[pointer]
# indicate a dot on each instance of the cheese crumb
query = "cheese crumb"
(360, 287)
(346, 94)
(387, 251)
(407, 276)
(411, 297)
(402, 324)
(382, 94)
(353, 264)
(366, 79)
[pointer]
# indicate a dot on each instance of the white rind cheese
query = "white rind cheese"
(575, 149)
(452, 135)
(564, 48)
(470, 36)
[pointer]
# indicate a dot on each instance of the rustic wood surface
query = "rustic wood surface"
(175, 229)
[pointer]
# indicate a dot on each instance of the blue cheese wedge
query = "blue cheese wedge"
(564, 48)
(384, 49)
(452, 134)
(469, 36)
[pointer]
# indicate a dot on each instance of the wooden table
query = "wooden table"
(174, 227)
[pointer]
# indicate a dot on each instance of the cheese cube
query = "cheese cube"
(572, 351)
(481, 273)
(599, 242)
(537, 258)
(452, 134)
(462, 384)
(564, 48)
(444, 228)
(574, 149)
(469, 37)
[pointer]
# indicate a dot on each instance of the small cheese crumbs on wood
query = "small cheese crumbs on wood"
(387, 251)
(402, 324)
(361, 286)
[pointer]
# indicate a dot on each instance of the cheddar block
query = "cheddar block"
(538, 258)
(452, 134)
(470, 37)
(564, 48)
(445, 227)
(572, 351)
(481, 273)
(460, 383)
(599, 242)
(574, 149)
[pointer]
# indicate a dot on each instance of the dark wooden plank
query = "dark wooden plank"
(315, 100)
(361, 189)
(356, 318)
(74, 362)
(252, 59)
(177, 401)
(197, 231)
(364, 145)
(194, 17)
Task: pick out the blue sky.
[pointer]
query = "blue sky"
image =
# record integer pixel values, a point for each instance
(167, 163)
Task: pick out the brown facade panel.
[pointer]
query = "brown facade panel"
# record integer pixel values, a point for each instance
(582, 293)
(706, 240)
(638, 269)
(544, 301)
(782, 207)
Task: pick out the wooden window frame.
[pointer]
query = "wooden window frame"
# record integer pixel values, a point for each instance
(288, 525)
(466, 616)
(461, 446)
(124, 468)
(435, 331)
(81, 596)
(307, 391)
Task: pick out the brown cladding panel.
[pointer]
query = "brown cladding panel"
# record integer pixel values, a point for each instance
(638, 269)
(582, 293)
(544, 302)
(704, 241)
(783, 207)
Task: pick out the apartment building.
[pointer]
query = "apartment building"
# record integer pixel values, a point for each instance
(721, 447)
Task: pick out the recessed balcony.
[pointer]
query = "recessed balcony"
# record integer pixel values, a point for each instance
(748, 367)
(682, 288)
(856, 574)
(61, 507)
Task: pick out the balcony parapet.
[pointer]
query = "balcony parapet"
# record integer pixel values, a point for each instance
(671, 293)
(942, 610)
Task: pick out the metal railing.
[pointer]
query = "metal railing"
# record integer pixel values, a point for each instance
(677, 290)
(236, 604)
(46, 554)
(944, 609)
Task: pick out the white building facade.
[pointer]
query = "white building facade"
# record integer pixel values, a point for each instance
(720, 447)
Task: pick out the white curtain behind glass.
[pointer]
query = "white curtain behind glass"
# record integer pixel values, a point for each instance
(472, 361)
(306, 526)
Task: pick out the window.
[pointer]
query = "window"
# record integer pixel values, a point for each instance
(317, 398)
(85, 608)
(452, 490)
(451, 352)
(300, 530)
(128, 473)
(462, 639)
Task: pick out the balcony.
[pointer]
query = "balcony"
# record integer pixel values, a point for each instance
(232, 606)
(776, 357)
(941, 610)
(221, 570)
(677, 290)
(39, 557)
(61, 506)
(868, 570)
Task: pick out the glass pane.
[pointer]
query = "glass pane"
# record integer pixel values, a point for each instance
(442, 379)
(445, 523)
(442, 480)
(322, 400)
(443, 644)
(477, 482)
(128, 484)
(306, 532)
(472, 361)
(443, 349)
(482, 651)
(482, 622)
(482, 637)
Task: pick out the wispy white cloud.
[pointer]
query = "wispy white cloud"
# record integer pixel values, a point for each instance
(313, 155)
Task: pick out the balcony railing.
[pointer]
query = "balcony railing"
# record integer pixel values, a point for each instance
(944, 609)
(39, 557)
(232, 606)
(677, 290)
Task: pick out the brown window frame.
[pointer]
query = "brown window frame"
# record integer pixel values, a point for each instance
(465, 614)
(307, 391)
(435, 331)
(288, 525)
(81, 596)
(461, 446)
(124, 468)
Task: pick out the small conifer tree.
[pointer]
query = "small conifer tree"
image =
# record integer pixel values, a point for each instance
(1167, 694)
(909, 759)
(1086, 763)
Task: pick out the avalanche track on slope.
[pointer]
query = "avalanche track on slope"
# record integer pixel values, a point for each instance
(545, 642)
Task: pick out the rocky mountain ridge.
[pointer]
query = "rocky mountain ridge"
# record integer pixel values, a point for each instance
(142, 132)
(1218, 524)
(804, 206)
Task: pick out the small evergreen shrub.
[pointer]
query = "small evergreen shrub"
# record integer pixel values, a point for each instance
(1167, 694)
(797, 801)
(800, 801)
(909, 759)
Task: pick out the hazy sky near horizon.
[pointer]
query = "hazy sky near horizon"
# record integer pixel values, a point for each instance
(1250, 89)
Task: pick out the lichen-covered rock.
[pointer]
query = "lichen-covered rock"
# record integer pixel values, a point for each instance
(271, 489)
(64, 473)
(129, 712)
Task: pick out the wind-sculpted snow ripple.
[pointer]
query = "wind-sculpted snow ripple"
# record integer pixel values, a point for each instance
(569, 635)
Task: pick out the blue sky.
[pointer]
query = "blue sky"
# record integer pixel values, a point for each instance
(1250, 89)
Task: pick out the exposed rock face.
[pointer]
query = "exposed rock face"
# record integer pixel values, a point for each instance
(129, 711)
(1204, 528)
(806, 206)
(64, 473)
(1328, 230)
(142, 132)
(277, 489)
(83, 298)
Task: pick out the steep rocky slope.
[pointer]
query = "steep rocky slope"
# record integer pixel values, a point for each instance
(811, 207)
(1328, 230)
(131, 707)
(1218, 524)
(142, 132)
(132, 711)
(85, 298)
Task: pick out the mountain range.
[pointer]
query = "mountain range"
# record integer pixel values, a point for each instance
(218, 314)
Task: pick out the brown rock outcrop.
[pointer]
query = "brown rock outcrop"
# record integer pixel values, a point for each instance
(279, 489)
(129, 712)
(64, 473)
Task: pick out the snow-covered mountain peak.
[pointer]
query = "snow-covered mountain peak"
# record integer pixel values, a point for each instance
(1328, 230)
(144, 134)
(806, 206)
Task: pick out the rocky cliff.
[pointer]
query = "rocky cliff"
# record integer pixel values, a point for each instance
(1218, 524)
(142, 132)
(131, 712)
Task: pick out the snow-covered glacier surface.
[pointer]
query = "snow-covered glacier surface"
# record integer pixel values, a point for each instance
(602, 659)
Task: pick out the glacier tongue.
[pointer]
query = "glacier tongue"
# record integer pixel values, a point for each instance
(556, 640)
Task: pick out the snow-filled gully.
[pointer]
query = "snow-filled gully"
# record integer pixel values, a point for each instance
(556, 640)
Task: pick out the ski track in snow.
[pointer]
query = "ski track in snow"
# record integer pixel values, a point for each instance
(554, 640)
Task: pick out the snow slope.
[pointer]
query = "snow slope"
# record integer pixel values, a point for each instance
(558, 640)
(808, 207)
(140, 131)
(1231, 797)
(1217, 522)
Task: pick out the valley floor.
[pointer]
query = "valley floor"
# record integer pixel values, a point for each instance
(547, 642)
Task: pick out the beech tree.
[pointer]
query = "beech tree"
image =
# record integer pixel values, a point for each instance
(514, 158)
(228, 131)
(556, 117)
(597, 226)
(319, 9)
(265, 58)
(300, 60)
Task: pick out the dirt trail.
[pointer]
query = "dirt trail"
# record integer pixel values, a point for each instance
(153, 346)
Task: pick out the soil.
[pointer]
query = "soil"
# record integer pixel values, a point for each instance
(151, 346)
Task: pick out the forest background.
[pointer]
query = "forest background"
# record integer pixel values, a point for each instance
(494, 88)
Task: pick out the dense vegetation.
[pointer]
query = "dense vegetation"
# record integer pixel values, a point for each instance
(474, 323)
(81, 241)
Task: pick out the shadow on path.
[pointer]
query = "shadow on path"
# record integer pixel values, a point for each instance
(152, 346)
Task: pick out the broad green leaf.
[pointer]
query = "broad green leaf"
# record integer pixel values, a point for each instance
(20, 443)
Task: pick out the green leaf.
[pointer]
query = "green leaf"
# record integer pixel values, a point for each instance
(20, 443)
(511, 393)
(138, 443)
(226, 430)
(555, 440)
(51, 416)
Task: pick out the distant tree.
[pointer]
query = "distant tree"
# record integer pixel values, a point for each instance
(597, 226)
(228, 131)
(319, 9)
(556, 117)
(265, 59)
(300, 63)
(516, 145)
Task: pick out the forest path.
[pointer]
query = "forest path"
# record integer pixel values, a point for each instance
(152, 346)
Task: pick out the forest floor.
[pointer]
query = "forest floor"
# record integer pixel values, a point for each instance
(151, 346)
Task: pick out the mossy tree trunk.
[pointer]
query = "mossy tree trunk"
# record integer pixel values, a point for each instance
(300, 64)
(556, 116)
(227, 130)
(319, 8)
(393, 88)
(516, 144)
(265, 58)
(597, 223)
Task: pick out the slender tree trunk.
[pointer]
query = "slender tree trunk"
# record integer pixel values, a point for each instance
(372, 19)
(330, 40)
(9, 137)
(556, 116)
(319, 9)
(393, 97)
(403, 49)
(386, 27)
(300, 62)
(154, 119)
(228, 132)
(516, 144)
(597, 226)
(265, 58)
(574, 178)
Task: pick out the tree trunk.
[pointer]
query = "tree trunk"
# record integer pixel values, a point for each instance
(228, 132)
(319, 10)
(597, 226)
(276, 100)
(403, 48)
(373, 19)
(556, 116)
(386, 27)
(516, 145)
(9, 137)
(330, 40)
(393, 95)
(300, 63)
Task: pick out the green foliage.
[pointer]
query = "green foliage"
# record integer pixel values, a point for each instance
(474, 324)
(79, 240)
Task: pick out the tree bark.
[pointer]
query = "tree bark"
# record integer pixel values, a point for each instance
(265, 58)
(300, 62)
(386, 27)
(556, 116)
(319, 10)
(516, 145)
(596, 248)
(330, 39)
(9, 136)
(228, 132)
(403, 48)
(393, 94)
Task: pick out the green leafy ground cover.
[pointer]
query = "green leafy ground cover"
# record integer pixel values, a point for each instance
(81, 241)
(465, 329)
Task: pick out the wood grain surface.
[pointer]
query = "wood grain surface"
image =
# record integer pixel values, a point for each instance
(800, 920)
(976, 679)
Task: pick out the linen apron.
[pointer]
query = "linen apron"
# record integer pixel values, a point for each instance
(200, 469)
==============================
Lay out the lines from the one containing "Task: pick out the green leafy ground cover." through the end of the lines as a numbered list, leaving out any blank lines.

1. Task: pick out the green leafy ground cover.
2. [pointer]
3. query = "green leafy ground cover"
4. # record integer pixel values, a point for each instance
5. (81, 241)
6. (465, 329)
7. Task: pick out the wood grain surface.
8. [pointer]
9. query = "wood grain surface"
10. image =
11. # record integer pixel values, a point for each instance
12. (800, 920)
13. (976, 679)
14. Task: pick out the linen apron.
15. [pointer]
16. query = "linen apron"
17. # record integer pixel values, a point for each instance
18. (200, 469)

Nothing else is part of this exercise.